◆ TEXT BLOCK ◆
┌────────

Earth Observation for Poverty (EO4Poverty)

Advanced deep-learning for the estimation of spatial wealth through Copernicus Sentinel data and sparse in-situ survey data.

The project aimed at implementing a novel and robust system based on advanced deep-learning to generate accurate spatial wealth maps by exploiting freely available EO data in combination with sparse in situ survey data. In particular, the goal was to improve existing approaches and to provide an easily transferable service for creating maps which can be employed as ready-to-use tool for policymakers.

Client

ESA

Partners

German Aerospace Center (DLR)

Navigation

Context

Poverty is one of the chronic problems of the XXI century and, despite the recent decrease of global economic inequalities, in 2016 about 800 million people still lived in extreme poverty condition. In this context, poverty alleviation programmes generally rely on data about local economic livelihood for identifying places with highest need for aid; nevertheless, this information traditionally comes from patchy, expensive and logistically challenging household surveys.

Given the issues of scaling up traditional data collection efforts, in the past few years alternative strategies have been proposed for estimating wealth – and in turn poverty – by means of satellite data. In this framework, some novel studies proposed the employment of very high resolution (VHR) satellite imagery coupled with (sparse) information extracted from in-situ wealth surveys. Nonetheless, despite promising, these still exhibit some critical drawbacks, the major being: i) the high cost of VHR data; ii) the very poor spatial resolution of the final spatial poverty maps (i.e., 10km); iii) the employment of NASA’s night-time-lights (NTL) as proxy for the economic activity, which generally leads to overestimation in bigger urban regions and underestimation in rural areas.

To overcome these limitations, ESA has funded the EO4Poverty project, led by the Swiss non-profit association MindEarth with the support of the German Aerospace Center (DLR) and the participation of the World Bank as end user.  Indeed, a better understanding of the spatial distribution of wealth is fundamental for e.g. targeting the development of basic infrastructures or possibly understanding the main causes of the phenomenon. Among others, the main innovations of EO4Poverty with respect to the existing state-of-the-art approaches include: i) the use of open and free high resolution ESA Sentinel-2 imagery; ii) the design of an end-to-end deep learning-based system which directly estimates the local wealth (in contrast to complex existing transfer learning approaches where deep learning is used as feature extractor); iii) the production of wealth spatial distribution maps at unprecedented 100m spatial resolution.

└────────

◆ DATA SUPPLIED ◆
┌────────

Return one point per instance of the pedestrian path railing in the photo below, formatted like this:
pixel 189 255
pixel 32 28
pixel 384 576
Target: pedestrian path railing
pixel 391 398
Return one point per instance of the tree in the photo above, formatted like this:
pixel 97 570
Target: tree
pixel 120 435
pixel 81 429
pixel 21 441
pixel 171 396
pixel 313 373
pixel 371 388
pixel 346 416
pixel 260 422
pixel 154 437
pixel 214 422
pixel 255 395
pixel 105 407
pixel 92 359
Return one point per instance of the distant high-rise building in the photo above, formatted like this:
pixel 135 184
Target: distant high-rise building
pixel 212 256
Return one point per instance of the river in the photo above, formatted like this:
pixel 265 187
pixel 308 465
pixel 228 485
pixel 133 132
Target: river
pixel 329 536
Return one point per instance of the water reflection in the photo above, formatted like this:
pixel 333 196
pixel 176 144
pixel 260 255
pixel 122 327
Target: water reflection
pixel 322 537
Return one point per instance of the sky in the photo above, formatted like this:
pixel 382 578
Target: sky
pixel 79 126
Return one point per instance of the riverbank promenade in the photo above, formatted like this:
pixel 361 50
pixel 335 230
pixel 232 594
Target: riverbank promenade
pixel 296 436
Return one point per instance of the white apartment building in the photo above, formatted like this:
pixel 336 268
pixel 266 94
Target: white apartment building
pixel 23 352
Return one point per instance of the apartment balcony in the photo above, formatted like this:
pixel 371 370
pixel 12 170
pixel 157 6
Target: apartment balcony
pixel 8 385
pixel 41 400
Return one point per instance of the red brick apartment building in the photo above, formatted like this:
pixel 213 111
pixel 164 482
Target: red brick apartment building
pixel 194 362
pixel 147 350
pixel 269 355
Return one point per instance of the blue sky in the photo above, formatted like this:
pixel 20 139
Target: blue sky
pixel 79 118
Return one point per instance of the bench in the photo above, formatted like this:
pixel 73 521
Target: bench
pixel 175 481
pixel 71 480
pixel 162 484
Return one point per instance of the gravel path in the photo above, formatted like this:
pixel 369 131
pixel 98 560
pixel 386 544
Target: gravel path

└────────

◆ WRITTEN PROBLEM 1 ◆
Restate word for word the part of the EO4Poverty project text starting at "Earth Observation for" and ending at "tool for policymakers.".
◆ WRITTEN PROBLEM 2 ◆
In the EO4Poverty project text, which Swiss non-profit association led the project?
◆ WRITTEN PROBLEM 3 ◆
Write what comes next in the EO4Poverty project text, picking up after its final sentence.

◆ FINAL RESULT 1 ◆
Earth Observation for Poverty (EO4Poverty)

Advanced deep-learning for the estimation of spatial wealth through Copernicus Sentinel data and sparse in-situ survey data.

The project aimed at implementing a novel and robust system based on advanced deep-learning to generate accurate spatial wealth maps by exploiting freely available EO data in combination with sparse in situ survey data. In particular, the goal was to improve existing approaches and to provide an easily transferable service for creating maps which can be employed as ready-to-use tool for policymakers.

◆ FINAL RESULT 2 ◆
MindEarth

◆ FINAL RESULT 3 ◆
The 8 countries chosen as case studies for experimental analysis.

Our approach

Extensive experimental analyses have been carried out for 8 countries, namely: Haiti, Malawi, Nepal, Nigeria, Rwanda, South Africa, Tanzania and Uganda.

The final system consists of 3 main components, namely the reference wealth information, the EO-based input data and the deep-learning architecture. In the project, reference wealth data collected from the Demographic and Health Surveys (DHS) have been considered. In particular, these include a wealth index ranging from 1 (low) to 5 (high), computed accounting for responses to questions about ownership of given durable goods and specific housing characteristics. Latest DHS surveys for the project target countries have been collected between 2014 and 2018. For privacy reasons, DHS data refer to clusters of surveys collected in the same site and are provided with a bias of 2/5 km for urban/rural survey locations. Accordingly, to properly account for this issue, in EO4Poverty circles of 2/5km radius have been first generated and centred over urban/rural survey locations. Then, after associating them with the DHS wealth index of the corresponding cluster, for each overlapping patch, the mean has been computed (along with the standard deviation and total number of observations).

Method

Two key datasets are provided as input to the implemented system, namely the human settlement composite index (HSCI) index and Sentinel-2 (S2) based temporal statistics.

Concerning S2, the basic idea is to gather all scenes collected over the country of interest in a 1-year timeframe and extract different temporal statistics for specific indices. This allows to effectively compress the information present in the whole multitemporal series. In particular, 2019 Level 2-A imagery has been considered (since wealth generally evolves slowly over time, the gap of 1 to 4 years with respect to the DHS reference surveys is reasonably not critical). Cloud, cloud-shadow, snow and ice have been masked by means of the Scene Classification Map provided along with each individual scene.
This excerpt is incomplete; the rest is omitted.